Selected excerpt ::

Improving Miniature Boreholes With Microcut Technology

Jon Lawson

Adrian Venetz explains how engineering experts working on improving miniature boreholes use advanced motors to build their machines

Superfinishing boreholes doesn’t immediately sound like the most spectacular business area. But the team at Microcut, a Swiss company from Lengnau, have perfected a technology that has made them internationally sought-after professionals. They have named their procedure “microcut bore sizing”. Put simply, it’s all about touching up the tiniest boreholes. And when we say tiny, we mean tiny: we are talking about dimensions in the micrometre range. The smallest boreholes measure a mere 0.015mm – not even a human hair could fit through them.

“We don’t drill any holes ourselves, we improve existing ones,” explains Microcut engineer, Adolf von Burg. Especially in markets such as medical technology, fibre optic technology and the automotive industry, perfect bores are in demand – think medical cannulas, minuscule injection nozzles or assembly instruments for microelectronics.

(Saved entries)
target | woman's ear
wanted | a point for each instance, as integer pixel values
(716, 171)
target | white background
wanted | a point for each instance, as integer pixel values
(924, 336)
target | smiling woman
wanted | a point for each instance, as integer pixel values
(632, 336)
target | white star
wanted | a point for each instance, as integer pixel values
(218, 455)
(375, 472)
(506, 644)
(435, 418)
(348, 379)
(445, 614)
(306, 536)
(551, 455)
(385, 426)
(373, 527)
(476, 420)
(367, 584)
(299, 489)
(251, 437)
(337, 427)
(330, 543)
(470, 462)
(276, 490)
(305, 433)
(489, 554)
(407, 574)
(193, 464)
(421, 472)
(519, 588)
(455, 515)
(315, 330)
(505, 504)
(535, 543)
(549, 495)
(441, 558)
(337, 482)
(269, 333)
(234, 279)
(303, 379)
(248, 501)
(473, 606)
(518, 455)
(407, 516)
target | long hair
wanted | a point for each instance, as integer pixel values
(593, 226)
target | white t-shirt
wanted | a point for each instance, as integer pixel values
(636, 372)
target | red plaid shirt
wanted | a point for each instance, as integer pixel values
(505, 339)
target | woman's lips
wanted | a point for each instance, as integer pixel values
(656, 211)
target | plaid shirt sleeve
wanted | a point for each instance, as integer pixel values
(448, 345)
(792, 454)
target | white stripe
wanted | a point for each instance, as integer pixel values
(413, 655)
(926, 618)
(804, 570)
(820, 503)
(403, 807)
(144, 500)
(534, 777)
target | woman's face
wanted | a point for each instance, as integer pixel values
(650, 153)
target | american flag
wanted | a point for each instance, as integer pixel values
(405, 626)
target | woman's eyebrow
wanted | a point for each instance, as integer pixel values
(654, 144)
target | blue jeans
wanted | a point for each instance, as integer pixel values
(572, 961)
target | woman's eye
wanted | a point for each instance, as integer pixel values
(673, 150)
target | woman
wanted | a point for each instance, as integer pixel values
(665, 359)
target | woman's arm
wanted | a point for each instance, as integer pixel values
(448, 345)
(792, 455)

Work to complete ::
#1 In the article on microcut bore sizing, rewrite the part that opens with the words containing "Superfinishing boreholes doesn’t" and closes with "fit through them.", putting "Swiss firm" in place of "Swiss company".
#2 Pick up the article on microcut bore sizing after its final sentence and keep writing it.
The data above isn't needed for anything here.

Your responses ::
#1
Superfinishing boreholes doesn’t immediately sound like the most spectacular business area. But the team at Microcut, a Swiss firm from Lengnau, have perfected a technology that has made them internationally sought-after professionals. They have named their procedure “microcut bore sizing”. Put simply, it’s all about touching up the tiniest boreholes. And when we say tiny, we mean tiny: we are talking about dimensions in the micrometre range. The smallest boreholes measure a mere 0.015mm – not even a human hair could fit through them.

#2
Honing technology

In simple terms, the machining process can be considered a kind of grinding process. In technical jargon, it’s called honing. Cylinders in car engines, for example, are commonly treated using honing technology. Only if the cylinders are perfectly round and smooth on the inside can the pistons travel smoothly up and down. Microcut does exactly that – just on a much smaller scale. Depending on the diameter of the bore, a needle-like rod or wire coated with ultra-fine diamond grains or covered in a liquid diamond suspension is guided through an existing borehole. High-precision rotation and longitudinal movement of the wire in the opening enlarges, centres, rounds or polishes the borehole.

The small company processes the workpieces on its own machines in Lengnau according to customer specifications. The main business, however, is the development and sale of such machines to customers all over the world. “First and foremost, we are mechanical engineers,” states von Burg. Microcut produces and supplies around five to 10 customer-specific systems per year. “We can’t complain. There is a lot of demand, especially as our technology is also becoming increasingly popular for larger boreholes of several millimetres.”

Microcut prefers to use motors made by maxon in the machines it has developed in-house. “We have a long tradition of using maxon components,” says development engineer, Thomas Kohler, explaining that he believes that in terms of durability, reliability and precision, maxon’s brushless DC motors are unsurpassed.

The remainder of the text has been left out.